Set exercise> Can you update the rows below so that every "Tag every instance with a single point" reads "Mark each instance with one point", with nothing else changed and the pictures left out?

Listing>
[start]
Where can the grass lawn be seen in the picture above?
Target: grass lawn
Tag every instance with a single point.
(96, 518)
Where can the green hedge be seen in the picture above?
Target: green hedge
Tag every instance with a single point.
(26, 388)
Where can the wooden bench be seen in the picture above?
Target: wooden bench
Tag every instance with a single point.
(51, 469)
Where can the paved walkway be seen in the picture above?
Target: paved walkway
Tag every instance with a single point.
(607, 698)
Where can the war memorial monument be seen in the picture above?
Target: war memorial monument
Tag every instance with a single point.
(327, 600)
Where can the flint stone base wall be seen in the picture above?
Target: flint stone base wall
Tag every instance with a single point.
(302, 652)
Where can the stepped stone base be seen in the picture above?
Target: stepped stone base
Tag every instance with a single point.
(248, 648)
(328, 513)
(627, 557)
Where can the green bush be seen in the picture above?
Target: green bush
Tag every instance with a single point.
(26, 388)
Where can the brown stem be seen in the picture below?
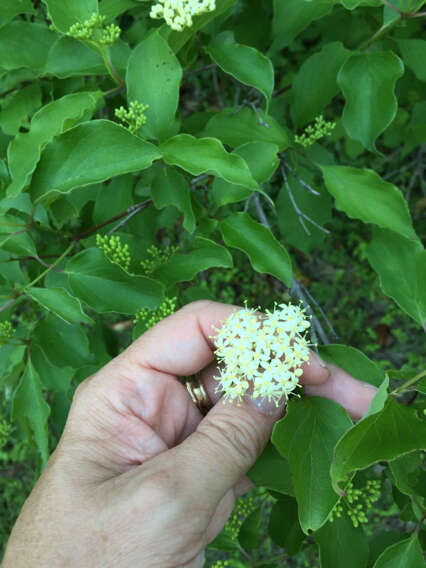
[end]
In response>
Where can the grass lawn be seen in the picture above?
Target: grass lawn
Mark each instance with one point.
(96, 518)
Where can the green hedge be seen in the picture above?
Target: green hedge
Mark each instance with one point.
(26, 388)
Where can the wooden bench be seen in the picture above?
Target: wooden bench
Mark each instance with one point.
(51, 469)
Where can the paved walkway be seen in the picture above?
Target: paved walkway
Mark each instance with one point.
(607, 698)
Where can the war memorial monument be seen in the picture above?
Target: war memorial monument
Mark each instance with one point.
(327, 600)
Where can the flint stone base wall be seen in the picture above?
Target: flint stone base wall
Mark each instance with one point.
(302, 652)
Where can the stepped stone base be seen in the picture above?
Target: stepped stone base
Mark each instance with one point.
(248, 648)
(328, 513)
(627, 557)
Where can the green bush be seen in the picture above?
Target: green bush
Mark each instance with one point.
(26, 388)
Where can the brown stem be seen in the picture below?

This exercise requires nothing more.